### WHAT NEEDS TO BE DONE
Each of the records that follow needs an exact reproduction.

[Text-to-region grounding data]

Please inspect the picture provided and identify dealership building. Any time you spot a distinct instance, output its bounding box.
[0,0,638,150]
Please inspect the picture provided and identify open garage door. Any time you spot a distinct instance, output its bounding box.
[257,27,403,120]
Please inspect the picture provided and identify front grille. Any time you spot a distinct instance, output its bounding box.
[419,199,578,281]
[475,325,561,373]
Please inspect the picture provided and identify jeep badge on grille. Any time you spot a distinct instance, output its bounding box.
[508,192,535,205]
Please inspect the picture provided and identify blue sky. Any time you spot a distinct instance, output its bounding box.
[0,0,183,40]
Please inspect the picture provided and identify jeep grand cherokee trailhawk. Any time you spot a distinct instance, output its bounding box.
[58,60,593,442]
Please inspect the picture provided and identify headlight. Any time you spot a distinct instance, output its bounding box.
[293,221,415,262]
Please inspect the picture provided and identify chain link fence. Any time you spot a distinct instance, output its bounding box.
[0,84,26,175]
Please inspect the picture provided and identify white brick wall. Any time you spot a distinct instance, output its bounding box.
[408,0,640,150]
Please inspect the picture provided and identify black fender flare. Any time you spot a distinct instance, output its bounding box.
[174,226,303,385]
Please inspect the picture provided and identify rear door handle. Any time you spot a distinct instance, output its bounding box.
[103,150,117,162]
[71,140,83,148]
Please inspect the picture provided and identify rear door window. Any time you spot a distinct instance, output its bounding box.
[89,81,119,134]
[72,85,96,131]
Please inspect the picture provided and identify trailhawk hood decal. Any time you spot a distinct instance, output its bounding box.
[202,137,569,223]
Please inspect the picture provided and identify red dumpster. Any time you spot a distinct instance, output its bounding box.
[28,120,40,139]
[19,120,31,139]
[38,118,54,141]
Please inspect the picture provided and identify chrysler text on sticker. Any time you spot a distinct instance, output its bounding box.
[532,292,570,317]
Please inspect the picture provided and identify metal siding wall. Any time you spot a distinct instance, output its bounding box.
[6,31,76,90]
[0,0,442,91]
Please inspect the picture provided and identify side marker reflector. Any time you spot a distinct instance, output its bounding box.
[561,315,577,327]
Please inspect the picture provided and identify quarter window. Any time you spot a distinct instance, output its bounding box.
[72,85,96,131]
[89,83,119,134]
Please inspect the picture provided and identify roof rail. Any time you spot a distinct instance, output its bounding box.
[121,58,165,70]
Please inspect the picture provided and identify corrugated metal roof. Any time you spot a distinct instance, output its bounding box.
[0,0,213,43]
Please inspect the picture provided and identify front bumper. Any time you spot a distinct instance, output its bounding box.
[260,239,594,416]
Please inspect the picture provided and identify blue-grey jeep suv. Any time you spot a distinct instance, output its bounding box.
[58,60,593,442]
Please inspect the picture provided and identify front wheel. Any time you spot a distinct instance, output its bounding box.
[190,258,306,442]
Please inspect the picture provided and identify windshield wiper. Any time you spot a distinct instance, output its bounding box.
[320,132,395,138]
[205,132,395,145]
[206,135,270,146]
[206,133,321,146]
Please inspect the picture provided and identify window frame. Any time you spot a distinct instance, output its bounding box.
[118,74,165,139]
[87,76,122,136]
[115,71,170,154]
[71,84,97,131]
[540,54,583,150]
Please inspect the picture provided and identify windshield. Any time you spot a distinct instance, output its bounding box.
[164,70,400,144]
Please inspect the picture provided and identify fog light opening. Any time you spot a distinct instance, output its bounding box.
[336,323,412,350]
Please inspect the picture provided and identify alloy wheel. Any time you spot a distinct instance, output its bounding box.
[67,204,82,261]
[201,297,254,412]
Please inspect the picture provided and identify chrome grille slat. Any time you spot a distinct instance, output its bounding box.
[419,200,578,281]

### TASK RESULT
Please inspect the picture provided and identify dealership building. Any time you spot a distinct instance, output its bounding box.
[0,0,638,150]
Please inspect the picture provided and identify open garage door. Any time you spot a distinct instance, output its bounding box.
[257,27,403,120]
Please inspect the picture provided and identify front grille. Any time you spot a distinct instance, output its bounding box.
[419,199,578,281]
[475,325,561,373]
Please inspect the picture provided and identify jeep badge on grille. Any time you spot a distinct instance, output its bounding box.
[508,192,535,205]
Please inspect the picture provided and identify blue sky. Any time you spot a distinct instance, output its bounding box.
[0,0,183,40]
Please inspect the picture provided and identify jeep grand cherokee trailhawk. Any time you spot a distinct instance, output its bounding box.
[58,60,593,442]
Please inspect the picture provided and identify headlight. Any time you spot a distinct instance, output its bounding box.
[293,221,415,262]
Please inspect the picture provided and identify chain link fence. Any time you spot a distinct instance, output its bounding box.
[0,84,26,175]
Please inspect the picture provided and identify white brick wall. Any time you spot a distinct instance, output its bounding box.
[408,0,640,150]
Please inspect the picture provided and identify black fender flare. Any time you spot a distinct instance, output its bounding box.
[174,226,303,385]
Please inspect the picture provided and identify rear door handle. Any time you spot a distinct instance, output its bounding box.
[103,150,117,162]
[71,140,83,148]
Please inspect the picture provided and identify rear door window. Any time you spot a distinct instance, output its bounding box.
[89,81,119,134]
[72,85,96,131]
Please inspect the picture provided and identify trailhawk hood decal. Any time you spot a distinct instance, output its bounding box.
[202,137,569,223]
Please inspect the picture provided and identify red dumpster. Any time you spot a distinct instance, output its bounding box.
[28,120,40,139]
[19,120,31,139]
[38,118,54,141]
Please inspect the picture provided and identify chrysler text on sticker. Any time you spot a distinct instance, output its bounding box.
[532,292,570,317]
Please inspect the picture provided and identify metal siding wall. Any time you spot a distinct instance, output its bounding box.
[6,31,76,90]
[0,0,442,91]
Please inspect the picture provided and identify side marker reflector. Any time you spot a distinct instance, output its bounding box.
[561,315,577,327]
Please inspect the picture provided and identify quarter window. Any time you spot a distinct instance, output its bounding box.
[72,85,96,131]
[89,83,119,134]
Please inspect the picture provided and identify roof rail. Any time you spot a distinct instance, output its bounding box.
[121,58,165,70]
Please inspect the picture provided and identify corrugated metal roof. Any time you spot a distinct instance, output its bounding box.
[0,0,213,43]
Please inspect the picture provided and identify front bumper. Any time you spot a distinct instance, output its bounding box.
[260,239,594,416]
Please inspect the picture provided and identify blue-grey jeep suv. Any time you spot a distinct instance, output its bounding box.
[58,60,593,442]
Please inspect the picture provided and identify front wheel. Any time you spot a distinct instance, output its bounding box.
[190,258,306,442]
Please inspect the picture provided and identify windshield wiper. Any time you spot a distinct instance, output its bounding box.
[320,132,395,138]
[205,132,395,145]
[206,135,270,146]
[206,133,321,146]
Please inspect the picture provided and identify window frame. Any time you spot a distinct instance, output its bounding box.
[118,74,165,139]
[87,76,122,136]
[115,71,170,154]
[71,84,97,131]
[540,54,583,150]
Please inspect the picture provided and identify windshield. Any time you spot a distinct instance, output its bounding box.
[164,70,400,144]
Please inspect the picture provided and identify fog light opening. Any time you spot a distinct instance, output its bounding box.
[336,323,412,350]
Please inspect the picture provided and identify alloy wheel. Any time you spot a distinct instance, output its bounding box.
[67,204,82,261]
[201,297,254,412]
Please inspect the picture provided and identify chrome grille slat. Any time you spot a distinct instance, output its bounding box.
[419,200,578,281]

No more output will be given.